(Location labeling records)
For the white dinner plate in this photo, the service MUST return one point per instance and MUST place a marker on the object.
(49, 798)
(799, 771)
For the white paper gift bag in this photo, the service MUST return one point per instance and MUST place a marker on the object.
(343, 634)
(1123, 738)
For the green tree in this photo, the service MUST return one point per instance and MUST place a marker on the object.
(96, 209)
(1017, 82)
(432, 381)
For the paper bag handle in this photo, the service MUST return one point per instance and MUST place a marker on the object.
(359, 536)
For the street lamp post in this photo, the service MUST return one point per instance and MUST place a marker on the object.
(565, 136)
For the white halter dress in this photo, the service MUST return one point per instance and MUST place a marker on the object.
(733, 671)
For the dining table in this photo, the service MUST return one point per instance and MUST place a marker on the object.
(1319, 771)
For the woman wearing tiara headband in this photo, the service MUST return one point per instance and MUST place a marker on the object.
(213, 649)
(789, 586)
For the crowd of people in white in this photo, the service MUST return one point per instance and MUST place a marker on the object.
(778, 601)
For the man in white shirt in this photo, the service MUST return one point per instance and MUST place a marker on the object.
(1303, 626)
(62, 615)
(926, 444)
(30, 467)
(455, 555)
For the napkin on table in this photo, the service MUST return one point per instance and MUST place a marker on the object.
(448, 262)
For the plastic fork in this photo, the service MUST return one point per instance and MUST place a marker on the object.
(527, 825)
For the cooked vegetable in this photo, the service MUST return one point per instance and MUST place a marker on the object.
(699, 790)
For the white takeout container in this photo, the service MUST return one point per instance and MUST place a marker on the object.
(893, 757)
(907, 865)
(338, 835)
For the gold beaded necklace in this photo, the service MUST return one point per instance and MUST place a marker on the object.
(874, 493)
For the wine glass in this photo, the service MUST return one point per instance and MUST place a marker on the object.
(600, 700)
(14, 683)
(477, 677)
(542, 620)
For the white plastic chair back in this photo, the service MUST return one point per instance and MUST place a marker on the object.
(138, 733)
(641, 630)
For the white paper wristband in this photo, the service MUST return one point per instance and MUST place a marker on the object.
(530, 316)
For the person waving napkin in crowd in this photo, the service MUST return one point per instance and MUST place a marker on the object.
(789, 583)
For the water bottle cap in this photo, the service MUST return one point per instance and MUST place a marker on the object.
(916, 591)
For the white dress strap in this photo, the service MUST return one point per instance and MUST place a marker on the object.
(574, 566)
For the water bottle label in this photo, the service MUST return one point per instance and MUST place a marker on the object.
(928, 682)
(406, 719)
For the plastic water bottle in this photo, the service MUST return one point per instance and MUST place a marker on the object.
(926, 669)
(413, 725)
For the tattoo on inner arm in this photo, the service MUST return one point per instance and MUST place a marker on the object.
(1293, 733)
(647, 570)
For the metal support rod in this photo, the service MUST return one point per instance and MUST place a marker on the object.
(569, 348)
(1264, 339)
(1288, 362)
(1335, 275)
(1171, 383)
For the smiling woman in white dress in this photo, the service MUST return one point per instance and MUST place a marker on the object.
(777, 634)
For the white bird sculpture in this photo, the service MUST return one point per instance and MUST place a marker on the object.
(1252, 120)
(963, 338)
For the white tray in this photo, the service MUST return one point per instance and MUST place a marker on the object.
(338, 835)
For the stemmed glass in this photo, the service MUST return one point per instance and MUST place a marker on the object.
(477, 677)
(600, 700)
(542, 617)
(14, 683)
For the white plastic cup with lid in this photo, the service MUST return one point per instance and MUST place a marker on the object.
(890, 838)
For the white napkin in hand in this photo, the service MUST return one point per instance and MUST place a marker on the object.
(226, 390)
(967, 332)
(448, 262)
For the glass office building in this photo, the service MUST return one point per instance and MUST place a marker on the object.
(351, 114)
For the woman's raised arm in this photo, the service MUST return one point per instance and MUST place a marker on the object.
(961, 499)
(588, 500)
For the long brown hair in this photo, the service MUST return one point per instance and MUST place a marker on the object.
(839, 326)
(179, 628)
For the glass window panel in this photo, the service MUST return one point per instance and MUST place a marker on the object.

**DIRECTIVE:** Rewrite the material above, substituting "put a pin" for "place a marker" in every record and leaving everything else unchanged.

**WRITTEN REPLY:**
For the white dinner plate in this photo, the service MUST return one point per instance and MUST put a pin on the object.
(49, 798)
(799, 771)
For the white paper gift bag in this photo, the service MUST return one point per instance and MUST put a pin on the object.
(343, 634)
(1123, 738)
For the green tree in this photo, the service MUST return one point per instance and MUST put a pin on the object.
(96, 209)
(1017, 82)
(432, 381)
For the paper bag handle in this photo, the service MUST return one point per instance and MUST put a pin on the object.
(359, 536)
For the street lamp post in this photo, the service MUST return one point per instance and MUST put a pin on the object.
(565, 136)
For the white halter dress in this photo, the service MUST return one point per instance and MUST put a pin on the object.
(733, 671)
For the dining table in this photo, the service MUST return one point per instance and MUST put a pin on the object.
(1319, 771)
For the woman wearing tiara headband in this photo, the service MUST return one point per instance and MUST put a pin on the object.
(213, 649)
(789, 586)
For the crowd of people in white in this photo, the service MUST return one point per instance and MUST put a pin on the object.
(778, 601)
For the man in white shirt in this photo, the service MUST return one point per instance and MUST put a pin on the object.
(1303, 626)
(62, 615)
(926, 444)
(30, 467)
(455, 555)
For the napkin on table in this photo, the service MUST return one point per instance and MUST put a pin on the object.
(448, 262)
For the plastic fork in this photo, the service MUST return one point per instance and MUST put a pin on the object.
(527, 825)
For the cooked vegetable in this photo, the service MUST return one point per instance and MUST put a pin on the object.
(699, 790)
For the white takeout container in this photo, the service MUST return one point per instance and MUST put a pin on the object.
(893, 757)
(907, 865)
(338, 835)
For the gold beaded necklace in this photo, the service MUST return one point per instance and MUST put a pin on the object.
(874, 493)
For the wine glass in this photo, the service MUST return one point per instance and MUST put a pin on the object.
(600, 700)
(14, 683)
(477, 677)
(542, 620)
For the white plastic chair back in this photo, the service MUST return one point per instance and MUST put a pin on the object.
(138, 733)
(641, 630)
For the white paper wristband in this photo, the service MUST return one point per instance and MUST put a pin on the object.
(530, 316)
For the person waving napkin in crowd in this photo, the service MUST return one point per instance and MUST put a pin on the object.
(789, 583)
For the water bottle cap in this photo, the service MUST return one point per instance and MUST put a pin on the object.
(916, 591)
For the white dress strap in this photo, the service MUST return one point per instance and MUST put a pin on the object.
(574, 566)
For the water bottle label in this photo, the service MUST return one point per instance and MUST put a pin on the object.
(928, 682)
(406, 719)
For the plastic water bottle in this photo, the service MUST return one point per instance and MUST put a pin on the object.
(926, 669)
(413, 725)
For the tattoo on inner arm in this photo, the service MUST return one point per instance and MUST put a pin on the object.
(1293, 733)
(647, 570)
For the metal support rod in this photo, the service MUST return one point per instance and MUST put a pin on the object.
(569, 348)
(1264, 339)
(1288, 362)
(1335, 275)
(1171, 383)
For the smiling woman in white dress in this photo, the service MUST return one point per instance and MUST put a pin on the object.
(777, 634)
For the white bird sculpture in this photo, the service MUST return one point per instance and MUST put a pin on the object.
(1252, 120)
(963, 338)
For the white tray in this photo, the service MUST return one point per instance and MUST put a pin on the object.
(338, 835)
For the stemmed glass in this photo, the service MUST return one point per instance and MUST put a pin on the object.
(477, 677)
(600, 700)
(542, 617)
(14, 683)
For the white plastic cup with lid in this photo, the service MUST return one point per instance and MUST put a pin on the object.
(890, 838)
For the white napkin in hand in this photo, the service MUST return one point per instance and MUST put a pin on the object.
(226, 390)
(967, 332)
(448, 262)
For the glass office building in this photo, the service MUST return one point per instance and MUST put a pin on the object.
(351, 114)
For the woman's raised arm in this photo, the service MUST return one point per instance and MUST put a pin on the object.
(961, 499)
(588, 500)
For the long brown hair in this photo, the service MUST return one point per instance and MUST put a pin on the object.
(839, 326)
(179, 628)
For the glass window panel in this photo, the service MUST return one point per instance and MUST put a pin on the object.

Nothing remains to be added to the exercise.